### Your goal:
Locate the line bearing "notebook in the photo above." in the material below, then reproduce it and each following line up to and including the line bearing "chair in the photo above.".

### Material provided:
────────────────────
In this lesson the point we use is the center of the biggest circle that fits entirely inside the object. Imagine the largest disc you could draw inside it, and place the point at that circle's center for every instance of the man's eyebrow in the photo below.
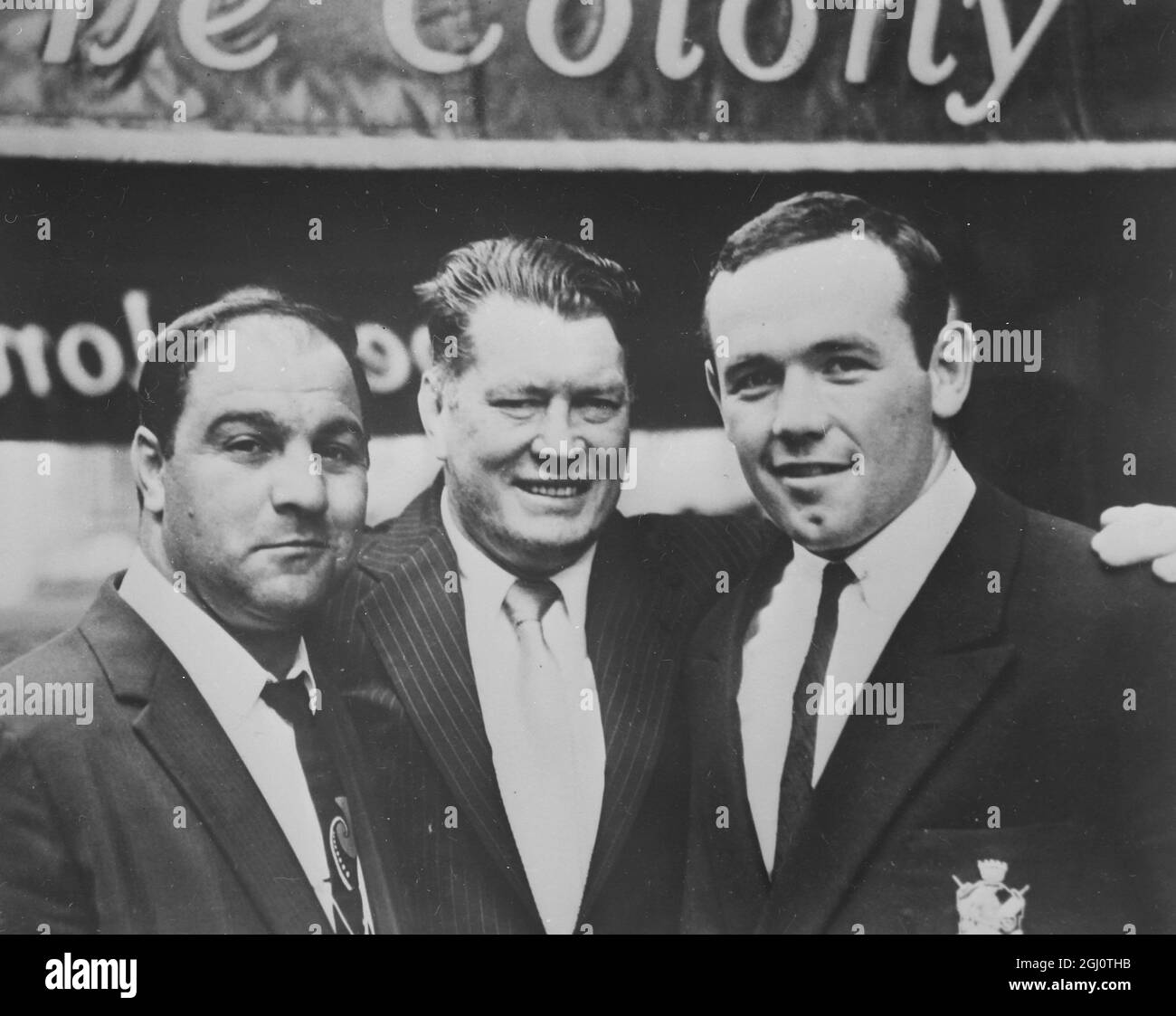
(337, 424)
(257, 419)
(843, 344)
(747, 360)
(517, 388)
────────────────────
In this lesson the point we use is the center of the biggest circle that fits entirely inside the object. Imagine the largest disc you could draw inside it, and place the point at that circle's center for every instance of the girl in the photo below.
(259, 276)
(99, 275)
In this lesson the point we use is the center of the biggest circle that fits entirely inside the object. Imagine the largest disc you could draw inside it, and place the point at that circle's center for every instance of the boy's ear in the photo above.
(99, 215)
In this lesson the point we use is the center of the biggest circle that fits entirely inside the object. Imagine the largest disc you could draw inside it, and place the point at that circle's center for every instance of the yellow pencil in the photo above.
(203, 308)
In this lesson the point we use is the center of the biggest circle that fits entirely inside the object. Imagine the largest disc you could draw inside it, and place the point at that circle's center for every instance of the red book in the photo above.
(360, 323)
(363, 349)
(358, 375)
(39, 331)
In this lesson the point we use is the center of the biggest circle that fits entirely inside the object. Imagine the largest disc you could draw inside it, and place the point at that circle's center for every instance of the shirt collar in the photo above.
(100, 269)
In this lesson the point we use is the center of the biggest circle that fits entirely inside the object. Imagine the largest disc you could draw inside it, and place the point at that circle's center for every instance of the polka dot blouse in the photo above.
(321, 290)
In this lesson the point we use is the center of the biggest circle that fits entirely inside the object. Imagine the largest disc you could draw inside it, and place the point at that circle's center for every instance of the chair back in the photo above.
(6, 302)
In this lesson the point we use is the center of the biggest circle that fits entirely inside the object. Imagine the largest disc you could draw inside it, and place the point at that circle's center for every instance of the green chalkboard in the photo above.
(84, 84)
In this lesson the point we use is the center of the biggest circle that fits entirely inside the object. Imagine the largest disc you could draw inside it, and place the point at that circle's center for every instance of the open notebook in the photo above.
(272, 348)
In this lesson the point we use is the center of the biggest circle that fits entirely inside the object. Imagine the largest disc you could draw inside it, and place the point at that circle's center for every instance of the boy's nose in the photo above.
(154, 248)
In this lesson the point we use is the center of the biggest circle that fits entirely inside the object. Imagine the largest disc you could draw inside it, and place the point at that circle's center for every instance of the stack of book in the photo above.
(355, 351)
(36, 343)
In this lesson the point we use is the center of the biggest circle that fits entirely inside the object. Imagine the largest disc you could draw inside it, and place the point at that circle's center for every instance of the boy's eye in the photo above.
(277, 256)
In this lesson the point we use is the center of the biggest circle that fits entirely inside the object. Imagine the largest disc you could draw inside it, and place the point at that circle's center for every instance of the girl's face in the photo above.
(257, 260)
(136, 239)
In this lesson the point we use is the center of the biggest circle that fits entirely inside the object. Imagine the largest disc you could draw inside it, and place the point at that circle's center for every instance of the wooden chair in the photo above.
────────────────────
### Result:
In this lesson the point we use is the center of the biggest circle that fits entirely inside the object. Imagine the largest disc you could draw inside it, and place the point at that circle's center for every instance of the open notebook in the photo above.
(272, 348)
In this lesson the point we use is the center of the biggest circle that fits entirely inside the object. Imagine the largest disc you could draw inside it, and place the point at that circle's center for every instance of the boy's nose in the photo above.
(154, 248)
In this lesson the point we use is the center of the biggest circle that fits entirely inside the object. Imagine the largest disc you could draw inside it, and place the point at that circle's center for every instance of the stack of book in the photo above.
(355, 351)
(36, 343)
In this lesson the point we use is the center of the biggest circle that fits entirely inside the object. Imagine the largest disc you could draw inside it, and place the point at that circle's center for every instance of the boy's eye in the photo above.
(277, 256)
In this lesson the point we use is the center of the biggest circle that fits entirely inside the object. Imagine the largest disc you could draw inside it, and place the point at that circle's center for every instance of the girl's face in the photo above.
(257, 260)
(136, 239)
In this lesson the point we use is the center of the biggest circle that fits entirely inside the object. Imagine the largest disc you could draw inside it, and place the point at that circle's center for every instance of the wooden chair in the photo above.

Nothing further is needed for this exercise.